ЧТО СДЕЛАТЬ –
(1) Перепишите фрагмент статьи о Державине и Толстом, поменяв «Просвещения» на «Возрождения». Начните с места, где стоят слова «Гавриил Державин», и остановитесь после слов «символа ушедшей эпохи.».
(2) Продолжите статью о Державине и Толстом, начав сразу после её последнего предложения.

ИСХОДНЫЙ ТЕКСТ –
----------------------------------------

Гавриил Державин
 

Н.Д. Блудилина. «Г.Р. Державин и Л.Н. Толстой»

Интерес к эпохе Просвещения и выразителям ее духа неизменен на протяжении всего творчества Л.Н. Толстого, воспитанного на сочинениях мыслителей XVIII в., чьи идеи оказали существенное влияние на формирование его мировоззрения. Так же не оставалось вне пристального внимания писателя творчество и сама личность Г.Р. Державина. Начиная с самых первых произведений и заканчивая последними замыслами Толстого, в них неизменно присутствует фигура Державина как яркого представителя своего времени и даже символа ушедшей эпохи.

Для Толстого, вне сомнений, Державин являлся классиком русской литературы, на творчестве которого воспитывалось несколько поколений русского дворянства. В повести «Детство» юный Николенька, сочиняющий стихи, в поисках образцов обращается к поэзии И.И. Дмитриева и Г.Р. Державина: «Против моего ожидания, оказалось, что кроме двух стихов, придуманных мною сгоряча, я, несмотря на все усилия, ничего дальше не мог сочинить. Я стал читать стихи, которые были в наших книгах, но ни Дмитриев, ни Державин не помогли мне; напротив, они еще более убедили меня в моей неспособности»1. Князь Иван Иванович, когда ему показали стихи героя, одобрительно замечает: «Почем знать, ma cousine, может быть, это будет другой Державин» (1, 55).

Можно отметить и небольшую деталь из текста романа «Война и мир»: торжественное чествование Багратиона в английском клубе начинается под хоровую песню, сочиненную Державиным — «Гром победы раздавайся, веселися, храбрый росс»2.

----------------------------------------

ИЗВЛЕЧЁННЫЕ ДАННЫЕ –
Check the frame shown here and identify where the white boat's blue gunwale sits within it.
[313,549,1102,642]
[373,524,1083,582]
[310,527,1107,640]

----------------------------------------

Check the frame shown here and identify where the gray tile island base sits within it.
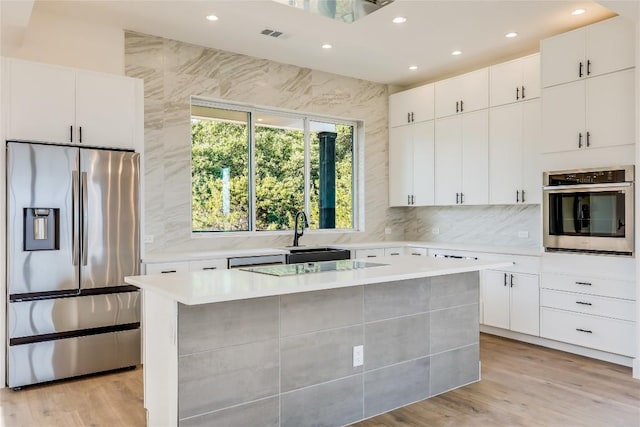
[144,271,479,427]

----------------------------------------

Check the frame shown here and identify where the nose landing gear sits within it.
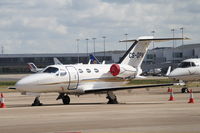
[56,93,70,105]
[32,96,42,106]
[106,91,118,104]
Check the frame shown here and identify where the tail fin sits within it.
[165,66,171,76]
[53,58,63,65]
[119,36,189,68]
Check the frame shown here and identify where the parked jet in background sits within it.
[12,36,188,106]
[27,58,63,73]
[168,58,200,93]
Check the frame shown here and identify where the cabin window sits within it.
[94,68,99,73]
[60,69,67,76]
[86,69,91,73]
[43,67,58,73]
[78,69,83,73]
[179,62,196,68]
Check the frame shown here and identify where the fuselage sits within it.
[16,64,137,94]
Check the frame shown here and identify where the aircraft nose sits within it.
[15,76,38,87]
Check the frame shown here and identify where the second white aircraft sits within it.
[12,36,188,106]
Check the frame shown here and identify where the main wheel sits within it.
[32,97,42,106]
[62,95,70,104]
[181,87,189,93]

----------------------------------------

ОТВЕТЫ ПО ЗАДАНИЯМ –
(1)
Гавриил Державин
 

Н.Д. Блудилина. «Г.Р. Державин и Л.Н. Толстой»

Интерес к эпохе Возрождения и выразителям ее духа неизменен на протяжении всего творчества Л.Н. Толстого, воспитанного на сочинениях мыслителей XVIII в., чьи идеи оказали существенное влияние на формирование его мировоззрения. Так же не оставалось вне пристального внимания писателя творчество и сама личность Г.Р. Державина. Начиная с самых первых произведений и заканчивая последними замыслами Толстого, в них неизменно присутствует фигура Державина как яркого представителя своего времени и даже символа ушедшей эпохи.

(2)
В 1878 г., собирая материалы к роману «Декабристы», Толстой отметил в записной книжке: «1816. В России литературное. Знаменитые живые писатели: Карамзин, Державин, Дмитриев, Батюшков, В. Пушкин, Хвостов, Шишков, Нелединский, Кутузов, Дашков» (17, 459). Этот перечень заимствован из письма А.Д. Илличевского, товарища А.С. Пушкина по лицею, к П.Н. Руссу от 20 марта 1816 г., где он писал: «... в лицее видел я Дмитриева, Державина, Жуковского, Батюшкова, Василия Пушкина и Хвостова; еще забыл: Нелединского, Кутузова,

Дашкова»3. Толстой из названных в письме писателей не включил в свой список Жуковского и прибавил Карамзина и Шишкова.

В дополнение к многочисленным материалам о декабристах Льву Николаевичу для изучения были присланы Семеновским 25 марта 1879 г. бумаги барона Штейгеля, в которых среди разных выписок и заметок находились стихотворения Державина о рабстве (17, 487). К сожалению, теперь невозможно установить, какие конкретно это были произведения, остаются лишь предположения. Может быть, в дальнейшей работе над романом «Декабристы» Толстой мог использовать эти стихи Державина как программное чтение декабристов в своем кругу, совпадающее с их политическими воззрениями, а поэт мог стать одним из исторических персонажей повествования в качестве «знаменитого живого писателя».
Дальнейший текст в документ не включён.